---- RECORD SET

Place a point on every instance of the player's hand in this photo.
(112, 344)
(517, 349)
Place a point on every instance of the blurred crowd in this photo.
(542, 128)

--------

Reproduce the listing above word for word, line by line.

Place a point on every instance of the player's hand in this photo.
(112, 344)
(517, 349)
Place a point on every instance of the blurred crowd in this photo.
(542, 128)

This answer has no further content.